_Texte fourni_:
—————
Détrempe à l’œuf sur bois. 101 x 62 cm. Musée d’Art National. Kiev. Inv. i-8. Panneau de tilleul (deux planches). Deux cales encastrées. Les lacunes de la couche picturale ont fait l’objet de retouches. Fissures verticales en bas, à gauche et à droite du panneau. Provenance : église du village de Ratno (région de Volvnie). Entrée au Musée d’Art National de Kiev en 1910. Restaurée en 1956.
L’histoire des icônes ukrainiennes
Chez les Slaves orientaux comme chez tous les autres peuples chrétiens, la seule source du culte des icônes (c’est-à-dire des images peintes) fut Byzance, cet immense empire médiéval dont la capitale était la « Nouvelle Rome » : Constantinople. À partir du IVe siècle, toute l’Europe christianisée fut mise sur l’orbite politique et religieuse de Byzance. L’iconolâtrie devint dans l’empire byzantin partie intégrante de la Liturgie Divine, même si son établissement officiel fut précédé par les évènements dramatiques de l’iconoclastie. La lutte qui opposa au VIIIe siècle et dans la première moitié du IXe siècle partisans et adversaires du culte des images, non seulement favorisa le fondement dogmatique du rôle de l’icône dans le rituel religieux, mais permit aussi de formuler l’esthétique de ce qu’il est convenu d’appeler le style « byzantin ».[1] Celui-ci se modifia sensiblement tout au long des siècles. Cependant, la « tradition byzantine » fut sauvegardée dans la peinture religieuse de tous les pays orthodoxes, chaque peuple possédant ses cadres chronologiques propres.
—————
_Travail demandé_:
1. Recopiez sans rien changer le passage du texte sur les icônes ukrainiennes qui va de « Détrempe à l’œuf » à « Restaurée en 1956. ».
2. Selon le texte sur les icônes ukrainiennes, quelle ville était la capitale de l'empire byzantin ?
Appuyez-vous uniquement sur le texte fourni.
—————
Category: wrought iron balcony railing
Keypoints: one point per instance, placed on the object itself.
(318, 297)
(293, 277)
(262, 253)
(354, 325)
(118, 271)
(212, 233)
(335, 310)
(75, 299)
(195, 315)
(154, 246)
—————
_Résultats dans l'ordre_:
1.
Détrempe à l’œuf sur bois. 101 x 62 cm. Musée d’Art National. Kiev. Inv. i-8. Panneau de tilleul (deux planches). Deux cales encastrées. Les lacunes de la couche picturale ont fait l’objet de retouches. Fissures verticales en bas, à gauche et à droite du panneau. Provenance : église du village de Ratno (région de Volvnie). Entrée au Musée d’Art National de Kiev en 1910. Restaurée en 1956.

2. Constantinople, la « Nouvelle Rome ».